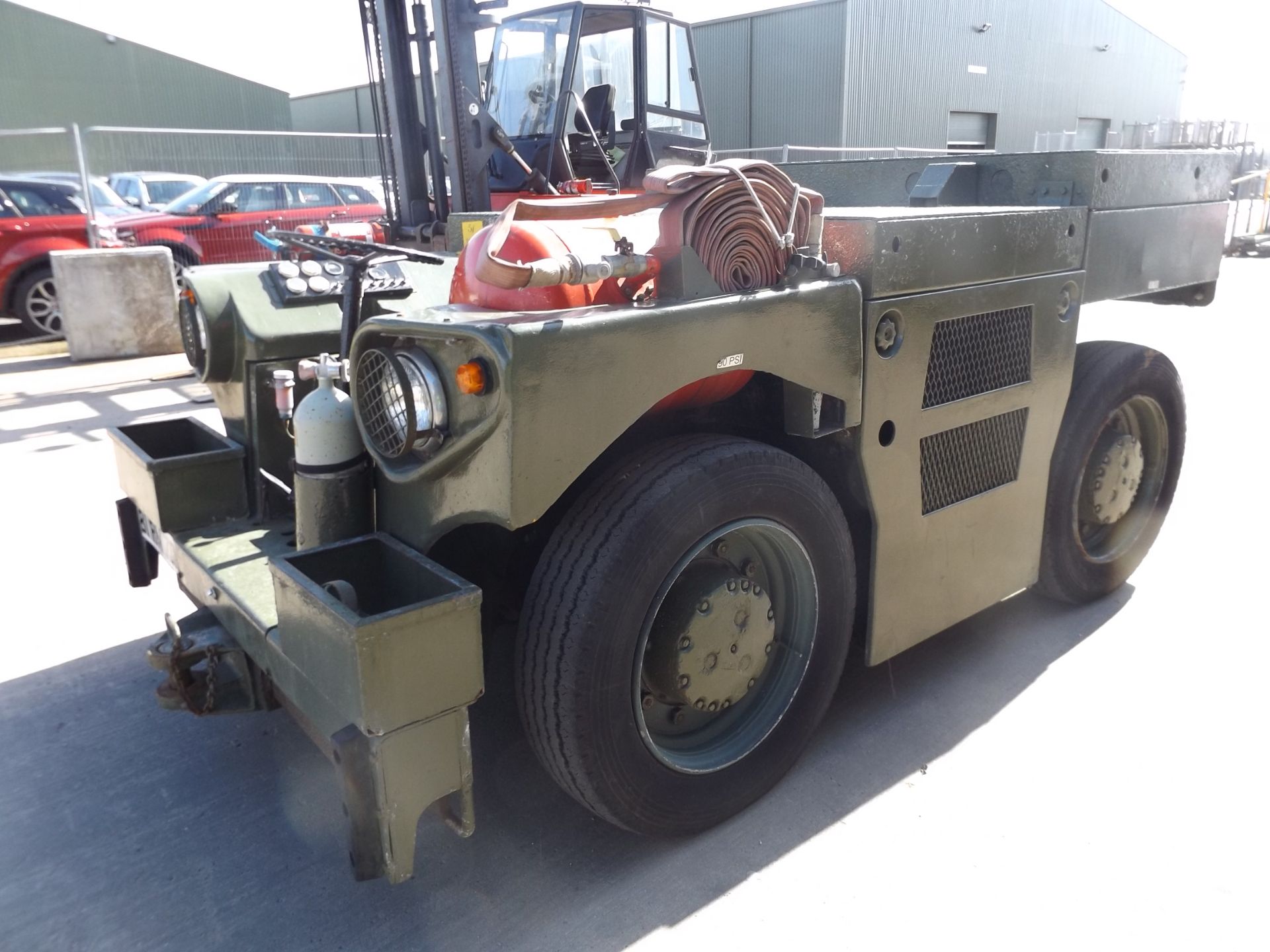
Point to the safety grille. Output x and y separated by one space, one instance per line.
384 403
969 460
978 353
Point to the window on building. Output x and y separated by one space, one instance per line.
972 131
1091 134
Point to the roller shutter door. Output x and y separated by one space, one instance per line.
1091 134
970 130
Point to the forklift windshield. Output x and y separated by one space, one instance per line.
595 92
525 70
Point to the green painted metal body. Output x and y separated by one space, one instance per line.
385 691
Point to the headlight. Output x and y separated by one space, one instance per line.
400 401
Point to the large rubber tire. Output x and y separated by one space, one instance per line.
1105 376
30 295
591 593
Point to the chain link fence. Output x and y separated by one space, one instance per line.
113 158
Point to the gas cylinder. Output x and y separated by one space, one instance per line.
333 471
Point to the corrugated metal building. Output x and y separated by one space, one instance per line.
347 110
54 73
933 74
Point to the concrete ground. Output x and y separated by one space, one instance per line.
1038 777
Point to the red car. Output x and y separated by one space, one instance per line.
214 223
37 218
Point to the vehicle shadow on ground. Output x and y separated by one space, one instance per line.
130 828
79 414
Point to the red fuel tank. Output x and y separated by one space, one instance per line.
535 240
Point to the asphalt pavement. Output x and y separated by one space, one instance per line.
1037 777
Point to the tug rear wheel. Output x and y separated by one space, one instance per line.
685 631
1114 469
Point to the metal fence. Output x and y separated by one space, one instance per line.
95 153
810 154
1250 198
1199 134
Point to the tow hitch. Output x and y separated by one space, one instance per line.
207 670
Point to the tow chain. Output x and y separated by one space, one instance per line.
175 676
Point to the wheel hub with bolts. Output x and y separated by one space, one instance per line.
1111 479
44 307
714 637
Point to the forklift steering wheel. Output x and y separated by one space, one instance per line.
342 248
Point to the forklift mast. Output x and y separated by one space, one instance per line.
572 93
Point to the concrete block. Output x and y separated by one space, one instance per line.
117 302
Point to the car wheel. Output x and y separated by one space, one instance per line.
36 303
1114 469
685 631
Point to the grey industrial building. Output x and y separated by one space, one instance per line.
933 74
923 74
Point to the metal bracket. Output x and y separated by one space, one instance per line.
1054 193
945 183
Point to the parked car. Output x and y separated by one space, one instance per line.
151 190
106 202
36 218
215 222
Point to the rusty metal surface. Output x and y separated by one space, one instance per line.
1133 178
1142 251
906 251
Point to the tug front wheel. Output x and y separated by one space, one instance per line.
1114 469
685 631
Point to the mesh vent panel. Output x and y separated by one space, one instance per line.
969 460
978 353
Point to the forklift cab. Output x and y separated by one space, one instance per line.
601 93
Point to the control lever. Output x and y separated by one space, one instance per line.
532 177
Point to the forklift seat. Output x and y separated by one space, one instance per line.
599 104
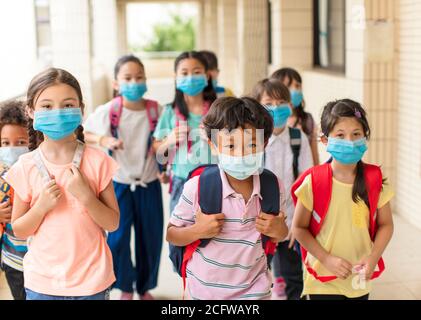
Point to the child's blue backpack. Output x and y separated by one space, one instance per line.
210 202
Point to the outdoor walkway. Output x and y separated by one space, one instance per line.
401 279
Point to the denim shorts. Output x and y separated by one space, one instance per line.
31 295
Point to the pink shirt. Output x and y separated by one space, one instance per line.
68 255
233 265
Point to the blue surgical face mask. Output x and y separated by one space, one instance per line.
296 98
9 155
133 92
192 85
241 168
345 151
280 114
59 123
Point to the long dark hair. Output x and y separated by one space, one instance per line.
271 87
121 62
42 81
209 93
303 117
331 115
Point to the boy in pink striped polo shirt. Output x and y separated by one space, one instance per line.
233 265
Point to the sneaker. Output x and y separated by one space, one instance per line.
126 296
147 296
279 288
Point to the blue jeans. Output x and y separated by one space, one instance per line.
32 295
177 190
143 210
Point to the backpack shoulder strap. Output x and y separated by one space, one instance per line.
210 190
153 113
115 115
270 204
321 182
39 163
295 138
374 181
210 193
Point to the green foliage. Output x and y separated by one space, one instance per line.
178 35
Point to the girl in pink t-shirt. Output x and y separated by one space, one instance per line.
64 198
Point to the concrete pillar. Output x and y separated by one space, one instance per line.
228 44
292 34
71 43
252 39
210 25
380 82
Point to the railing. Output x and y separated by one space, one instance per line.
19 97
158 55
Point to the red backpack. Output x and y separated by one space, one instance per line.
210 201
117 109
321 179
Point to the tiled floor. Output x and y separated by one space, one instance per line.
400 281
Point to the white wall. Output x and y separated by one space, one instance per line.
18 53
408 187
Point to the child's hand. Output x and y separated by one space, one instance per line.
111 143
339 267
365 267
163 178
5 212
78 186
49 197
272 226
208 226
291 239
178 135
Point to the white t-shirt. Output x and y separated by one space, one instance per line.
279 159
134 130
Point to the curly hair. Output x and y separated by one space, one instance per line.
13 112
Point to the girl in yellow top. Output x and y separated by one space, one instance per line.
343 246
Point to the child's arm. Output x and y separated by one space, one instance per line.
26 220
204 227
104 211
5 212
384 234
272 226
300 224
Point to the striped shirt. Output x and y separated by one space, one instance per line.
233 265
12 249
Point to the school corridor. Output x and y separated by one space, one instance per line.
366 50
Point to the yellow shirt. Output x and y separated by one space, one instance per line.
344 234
+ + + + + + +
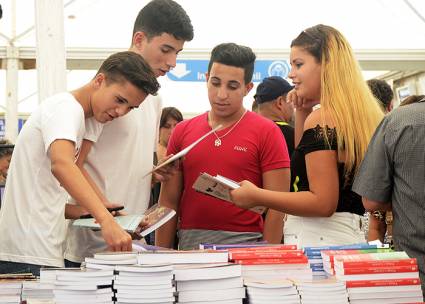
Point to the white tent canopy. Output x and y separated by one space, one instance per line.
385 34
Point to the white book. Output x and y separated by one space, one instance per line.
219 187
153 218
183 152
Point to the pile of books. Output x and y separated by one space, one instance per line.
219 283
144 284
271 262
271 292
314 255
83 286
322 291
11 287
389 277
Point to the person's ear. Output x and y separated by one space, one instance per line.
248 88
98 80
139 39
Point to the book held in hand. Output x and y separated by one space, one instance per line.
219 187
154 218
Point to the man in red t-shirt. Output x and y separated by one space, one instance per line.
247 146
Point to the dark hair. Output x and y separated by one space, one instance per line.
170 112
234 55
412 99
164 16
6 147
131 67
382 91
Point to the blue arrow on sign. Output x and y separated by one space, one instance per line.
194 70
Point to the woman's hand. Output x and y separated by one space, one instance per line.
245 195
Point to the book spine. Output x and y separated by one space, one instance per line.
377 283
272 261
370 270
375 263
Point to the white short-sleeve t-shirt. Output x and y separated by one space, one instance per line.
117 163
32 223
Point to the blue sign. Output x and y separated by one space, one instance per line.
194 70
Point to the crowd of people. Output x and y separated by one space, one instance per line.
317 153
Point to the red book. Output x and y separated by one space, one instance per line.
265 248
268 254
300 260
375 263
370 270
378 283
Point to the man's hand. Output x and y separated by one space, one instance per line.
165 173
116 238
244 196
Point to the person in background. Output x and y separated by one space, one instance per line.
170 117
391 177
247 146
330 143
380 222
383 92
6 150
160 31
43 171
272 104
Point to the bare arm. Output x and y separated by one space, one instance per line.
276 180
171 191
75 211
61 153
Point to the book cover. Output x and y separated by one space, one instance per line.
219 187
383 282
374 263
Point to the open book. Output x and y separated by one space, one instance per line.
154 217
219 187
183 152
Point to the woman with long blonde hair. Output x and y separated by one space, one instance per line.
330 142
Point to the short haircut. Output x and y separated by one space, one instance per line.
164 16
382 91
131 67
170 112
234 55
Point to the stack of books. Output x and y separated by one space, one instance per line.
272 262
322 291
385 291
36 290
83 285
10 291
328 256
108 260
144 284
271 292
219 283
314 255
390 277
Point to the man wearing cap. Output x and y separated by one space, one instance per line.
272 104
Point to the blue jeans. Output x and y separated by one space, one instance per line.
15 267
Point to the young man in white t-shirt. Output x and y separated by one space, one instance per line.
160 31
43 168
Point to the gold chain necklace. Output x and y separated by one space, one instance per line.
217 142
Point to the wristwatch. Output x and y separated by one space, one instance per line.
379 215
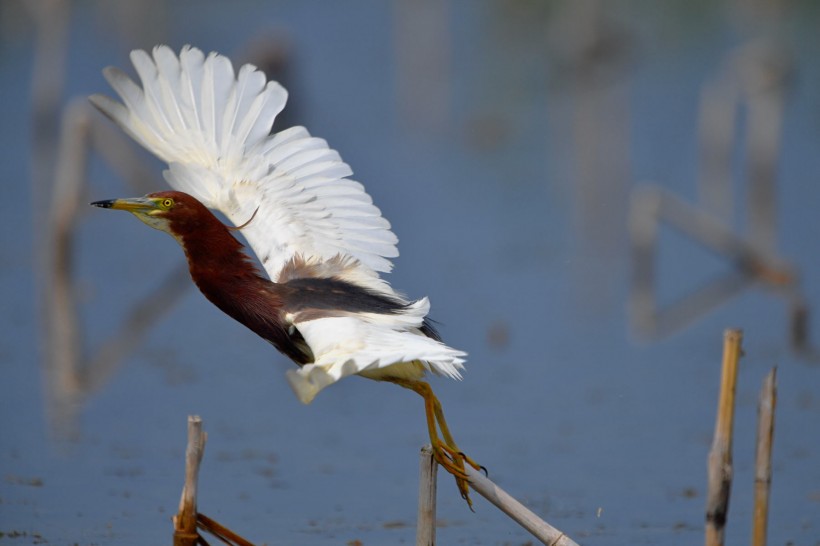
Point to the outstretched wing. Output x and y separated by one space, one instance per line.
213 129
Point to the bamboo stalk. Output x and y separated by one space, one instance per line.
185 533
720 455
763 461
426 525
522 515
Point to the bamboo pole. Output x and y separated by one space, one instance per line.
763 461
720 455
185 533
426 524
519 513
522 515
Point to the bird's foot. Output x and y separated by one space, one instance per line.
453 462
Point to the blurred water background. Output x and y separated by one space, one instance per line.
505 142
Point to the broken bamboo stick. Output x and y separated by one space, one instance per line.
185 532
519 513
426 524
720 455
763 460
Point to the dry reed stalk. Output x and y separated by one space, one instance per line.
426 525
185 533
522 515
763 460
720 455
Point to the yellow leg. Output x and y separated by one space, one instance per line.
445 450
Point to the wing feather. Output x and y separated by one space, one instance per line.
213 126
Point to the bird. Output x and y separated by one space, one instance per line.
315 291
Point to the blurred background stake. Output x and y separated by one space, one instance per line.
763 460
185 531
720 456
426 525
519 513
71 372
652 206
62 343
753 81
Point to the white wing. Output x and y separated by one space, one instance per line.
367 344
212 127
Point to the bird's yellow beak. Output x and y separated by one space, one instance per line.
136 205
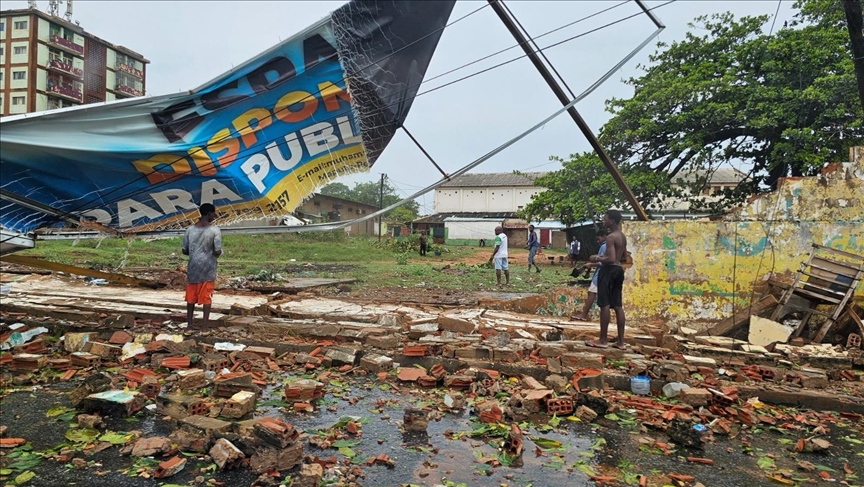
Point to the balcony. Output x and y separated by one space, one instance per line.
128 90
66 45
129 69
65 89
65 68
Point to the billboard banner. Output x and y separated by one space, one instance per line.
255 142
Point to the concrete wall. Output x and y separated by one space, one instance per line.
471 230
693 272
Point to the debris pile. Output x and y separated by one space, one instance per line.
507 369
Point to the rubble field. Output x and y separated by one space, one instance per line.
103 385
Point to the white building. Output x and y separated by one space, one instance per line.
+ + + + + + +
» DO THIS:
Update the lines starting at the one that contains "Point to the rubble" and ending at the one that contains "Point to the white building." by replacing "rubble field" with "rubble heap". Give back only those lines, with nothing else changed.

» ANSWER TO THE EXERCISE:
Point to the rubble heap. Output x and y separated by one space, one instance per line.
103 385
Point to the white building. Output x and y separated by one space, one instance per line.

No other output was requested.